Roma: In this interview series, I visit artists in their studios. We’ve met at your home because you don’t have a studio. Is it a deliberate decision?
Alicja: No, it isn’t. I just can’t afford a studio. Living in London as a full time artist is enough of a struggle. I had a studio at SPACE studios in Hoxton, which I shared with Joanna Rajkowska, but we gave it up a few years ago. It was rather small and relatively cheap, but still financially not viable. After graduating, my practice changed completely. I started making fewer objects and working in particular contexts, creating situations, performances and videos. I also started working and exhibiting internationally, which meant I didn’t use the studio regularly enough to justify the cost. But still, it would be much healthier to have a workplace of some kind, so I could separate my work from private life. I also miss hanging out with other artists, as working from home can be extremely isolating.
Roma: How would you describe the nature of your work?
Alicja: Recently, I’ve been mostly creating situations, performances and videos, usually in collaboration with other people. I try to go beyond the idea of art as self-expression of an individual and create temporary collectives of people who have a shared interest or are affected by a specific issue. This is usually dictated by the subjects I’m researching at a given moment and by responding to a specific context. I hate working on my own. My idea of hell is being stuck in a white cube-like room producing works for another white cube, which is what my art education was largely about. Having said that, I obviously exhibit in galleries — it comes with the job description. It’s just that my works are not meant to solely function in the art context and they are usually produced with several different audiences in mind. I want art to exist and be part of different people’s lives, not just the middle class’, educated audience most art institutions cater for. I want my art to be experienced also by people who would never go to an art gallery. In that sense it is a political decision. The recurring themes of my work are agency, body and affect, especially in relation to issues such as labour, economy, class and power. I’m interested in trying to unearth revolutionary, utopian potential in the everyday and creating small shifts in what is politically imaginable and thus possible.
Roma: So you start with performance and then you develop a video, based on that performance?
Alicja: I’ve done several projects that were structured in that way, but it’s not the rule. I often translate the immediacy and intimacy of performative situations into a different kind of experience, usually in the form of a video, which then becomes a different piece of work. Sometimes I film the process and there is no final performance. But I have also made installations, board games, songs and conceptual works.
Roma: How did you start working as an artist?
Alicja: I think I had wanted to be an artist all along, but I didn’t quite know how and what it could mean, having grown up on a small farm in the middle of nowhere. My background is in Cultural Studies – I graduated with an MA from the University of Warsaw. The course was quite intense and experimental, from seminars on Eastern philosophies, anthropology of performance, the everyday and new religious movements through ethnographic field work researching the magic practices of folk healers and witches in Belarus to study trips to experimental theatre groups and hippie cultural activism centres. So it wasn’t such a jump for me to start making art. I specialised in ‘cultural animation’ which is a form of community activism that uses culture as a tool of engagement. After graduating I moved to the UK where I started working as an art educator and on a variety of community and activist projects, but at some point I realised that I really wanted to develop as an artist. That’s why I decided to do an MFA at Goldsmiths in London. I was 30.

Given request A = Render the rows below as a numbered list, leaving out blank lines: begin at the line that contains "Indicate every instance of the concrete" and stop after the last line of the rows.

Input data =
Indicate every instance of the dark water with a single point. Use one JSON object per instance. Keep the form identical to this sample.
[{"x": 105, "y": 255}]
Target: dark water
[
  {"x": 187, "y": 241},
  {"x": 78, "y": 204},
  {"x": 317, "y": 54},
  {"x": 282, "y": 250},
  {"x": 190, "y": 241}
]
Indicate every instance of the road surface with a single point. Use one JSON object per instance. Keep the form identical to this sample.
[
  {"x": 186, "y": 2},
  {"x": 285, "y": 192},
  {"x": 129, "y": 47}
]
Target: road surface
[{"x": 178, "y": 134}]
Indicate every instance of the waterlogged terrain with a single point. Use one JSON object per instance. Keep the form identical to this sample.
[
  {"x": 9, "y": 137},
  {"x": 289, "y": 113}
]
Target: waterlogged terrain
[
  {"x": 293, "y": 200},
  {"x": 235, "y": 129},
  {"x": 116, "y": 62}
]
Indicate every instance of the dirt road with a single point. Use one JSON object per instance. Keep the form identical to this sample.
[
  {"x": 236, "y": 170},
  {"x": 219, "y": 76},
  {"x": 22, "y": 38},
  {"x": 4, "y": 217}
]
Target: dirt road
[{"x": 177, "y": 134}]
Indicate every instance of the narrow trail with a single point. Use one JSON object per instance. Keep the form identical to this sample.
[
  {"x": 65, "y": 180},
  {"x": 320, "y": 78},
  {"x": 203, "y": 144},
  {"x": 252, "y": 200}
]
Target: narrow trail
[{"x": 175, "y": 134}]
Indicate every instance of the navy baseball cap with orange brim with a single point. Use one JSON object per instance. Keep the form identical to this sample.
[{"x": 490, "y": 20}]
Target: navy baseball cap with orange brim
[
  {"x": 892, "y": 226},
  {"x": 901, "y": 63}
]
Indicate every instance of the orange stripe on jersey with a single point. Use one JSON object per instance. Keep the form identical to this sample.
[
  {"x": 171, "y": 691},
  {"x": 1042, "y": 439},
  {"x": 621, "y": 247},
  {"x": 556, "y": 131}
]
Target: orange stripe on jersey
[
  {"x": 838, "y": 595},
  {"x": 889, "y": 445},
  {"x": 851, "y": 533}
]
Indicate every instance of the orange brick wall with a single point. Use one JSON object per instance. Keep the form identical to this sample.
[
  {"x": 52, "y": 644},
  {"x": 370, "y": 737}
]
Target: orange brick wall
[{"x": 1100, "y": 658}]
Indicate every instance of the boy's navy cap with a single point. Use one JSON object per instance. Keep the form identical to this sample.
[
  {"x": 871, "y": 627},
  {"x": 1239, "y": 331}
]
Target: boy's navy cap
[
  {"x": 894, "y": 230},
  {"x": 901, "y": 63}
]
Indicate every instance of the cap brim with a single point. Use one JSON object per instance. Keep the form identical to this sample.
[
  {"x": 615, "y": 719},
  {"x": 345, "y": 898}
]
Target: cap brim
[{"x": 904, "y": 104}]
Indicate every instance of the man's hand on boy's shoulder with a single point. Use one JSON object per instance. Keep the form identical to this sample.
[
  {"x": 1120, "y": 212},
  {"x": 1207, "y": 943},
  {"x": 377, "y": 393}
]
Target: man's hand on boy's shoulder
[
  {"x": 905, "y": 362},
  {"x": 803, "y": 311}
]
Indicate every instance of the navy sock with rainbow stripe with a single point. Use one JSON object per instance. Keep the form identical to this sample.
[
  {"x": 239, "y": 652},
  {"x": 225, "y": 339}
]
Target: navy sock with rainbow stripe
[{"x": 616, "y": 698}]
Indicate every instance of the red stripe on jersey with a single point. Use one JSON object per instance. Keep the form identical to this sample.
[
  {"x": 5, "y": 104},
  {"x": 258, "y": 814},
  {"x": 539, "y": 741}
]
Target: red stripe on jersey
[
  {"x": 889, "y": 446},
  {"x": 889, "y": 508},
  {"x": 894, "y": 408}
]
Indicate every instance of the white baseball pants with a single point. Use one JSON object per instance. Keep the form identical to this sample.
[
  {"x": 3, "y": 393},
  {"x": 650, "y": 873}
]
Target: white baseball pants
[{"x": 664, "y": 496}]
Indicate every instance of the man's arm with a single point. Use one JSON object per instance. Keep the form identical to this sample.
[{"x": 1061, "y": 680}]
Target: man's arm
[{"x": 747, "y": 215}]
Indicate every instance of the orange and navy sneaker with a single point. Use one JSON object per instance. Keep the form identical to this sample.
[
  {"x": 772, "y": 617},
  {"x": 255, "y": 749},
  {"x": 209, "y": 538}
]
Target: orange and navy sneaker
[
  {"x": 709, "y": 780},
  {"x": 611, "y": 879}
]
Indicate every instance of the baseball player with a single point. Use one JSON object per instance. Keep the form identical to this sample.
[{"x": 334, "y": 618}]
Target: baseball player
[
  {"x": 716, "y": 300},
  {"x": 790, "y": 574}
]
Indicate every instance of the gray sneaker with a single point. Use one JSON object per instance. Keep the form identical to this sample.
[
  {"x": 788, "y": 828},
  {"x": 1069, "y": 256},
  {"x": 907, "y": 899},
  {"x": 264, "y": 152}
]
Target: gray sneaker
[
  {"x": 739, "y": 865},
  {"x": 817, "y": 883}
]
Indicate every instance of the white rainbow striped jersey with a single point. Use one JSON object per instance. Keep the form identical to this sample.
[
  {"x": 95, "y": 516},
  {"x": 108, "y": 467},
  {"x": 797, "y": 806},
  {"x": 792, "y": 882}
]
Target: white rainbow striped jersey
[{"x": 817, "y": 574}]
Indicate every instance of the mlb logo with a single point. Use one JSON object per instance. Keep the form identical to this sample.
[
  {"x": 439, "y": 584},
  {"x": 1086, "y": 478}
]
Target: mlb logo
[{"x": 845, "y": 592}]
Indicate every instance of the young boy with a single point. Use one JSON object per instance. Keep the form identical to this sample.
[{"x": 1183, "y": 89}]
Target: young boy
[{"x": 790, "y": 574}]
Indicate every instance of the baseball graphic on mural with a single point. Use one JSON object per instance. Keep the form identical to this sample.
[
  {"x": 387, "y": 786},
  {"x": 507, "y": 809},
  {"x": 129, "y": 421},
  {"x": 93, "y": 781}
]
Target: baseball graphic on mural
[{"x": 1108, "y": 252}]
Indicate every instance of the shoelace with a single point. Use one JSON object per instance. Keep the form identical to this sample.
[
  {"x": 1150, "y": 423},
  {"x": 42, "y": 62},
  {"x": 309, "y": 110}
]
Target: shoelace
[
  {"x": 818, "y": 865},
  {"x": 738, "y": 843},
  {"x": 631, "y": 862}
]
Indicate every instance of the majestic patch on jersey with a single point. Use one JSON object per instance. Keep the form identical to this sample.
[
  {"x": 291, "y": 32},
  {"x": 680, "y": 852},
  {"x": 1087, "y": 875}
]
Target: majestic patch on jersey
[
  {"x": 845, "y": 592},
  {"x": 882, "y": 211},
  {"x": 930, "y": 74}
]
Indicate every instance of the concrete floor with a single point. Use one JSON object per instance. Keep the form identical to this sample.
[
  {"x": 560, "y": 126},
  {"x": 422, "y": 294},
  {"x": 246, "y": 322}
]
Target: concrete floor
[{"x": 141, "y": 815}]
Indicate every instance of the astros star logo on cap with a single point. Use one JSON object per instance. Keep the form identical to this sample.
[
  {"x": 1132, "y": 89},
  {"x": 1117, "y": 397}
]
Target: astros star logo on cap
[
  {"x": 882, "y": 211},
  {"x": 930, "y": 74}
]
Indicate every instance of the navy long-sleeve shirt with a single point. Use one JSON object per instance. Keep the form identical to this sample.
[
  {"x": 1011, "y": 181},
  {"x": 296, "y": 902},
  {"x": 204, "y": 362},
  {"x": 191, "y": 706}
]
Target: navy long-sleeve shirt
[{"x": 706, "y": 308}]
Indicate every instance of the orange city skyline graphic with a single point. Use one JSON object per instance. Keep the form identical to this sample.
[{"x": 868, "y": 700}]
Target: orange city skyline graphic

Given request B = Write out word for word the passage of the interview above that begins at the words "Alicja: No, it" and stops after the words "be extremely isolating.".

Worked answer A =
1. Indicate every instance of the concrete floor with a single point. Use one JSON object per instance. Keep the form identical to this sample.
2. [
3.   {"x": 560, "y": 126},
4.   {"x": 422, "y": 294},
5.   {"x": 246, "y": 322}
6. ]
7. Target: concrete floor
8. [{"x": 141, "y": 815}]
9. Indicate every instance of the astros star logo on cap with a single point. Use one JSON object per instance. Keep the form identical to this sample.
10. [
11.   {"x": 1132, "y": 89},
12.   {"x": 1117, "y": 397}
13. ]
14. Target: astros star logo on cap
15. [
16.   {"x": 882, "y": 211},
17.   {"x": 930, "y": 74}
18. ]
19. Indicate every instance of the navy long-sleeve shirt with a single point. Use one JSON object per instance. Keep the form identical to this sample.
20. [
21.   {"x": 1011, "y": 181},
22.   {"x": 296, "y": 902},
23.   {"x": 204, "y": 362},
24.   {"x": 191, "y": 706}
25. ]
26. Target: navy long-sleeve shirt
27. [{"x": 706, "y": 308}]
28. Indicate every instance of the orange city skyline graphic with a single point. Use one JSON object per instance. Keep the form identical to this sample.
29. [{"x": 868, "y": 700}]
30. Target: orange city skyline graphic

Worked answer B =
Alicja: No, it isn’t. I just can’t afford a studio. Living in London as a full time artist is enough of a struggle. I had a studio at SPACE studios in Hoxton, which I shared with Joanna Rajkowska, but we gave it up a few years ago. It was rather small and relatively cheap, but still financially not viable. After graduating, my practice changed completely. I started making fewer objects and working in particular contexts, creating situations, performances and videos. I also started working and exhibiting internationally, which meant I didn’t use the studio regularly enough to justify the cost. But still, it would be much healthier to have a workplace of some kind, so I could separate my work from private life. I also miss hanging out with other artists, as working from home can be extremely isolating.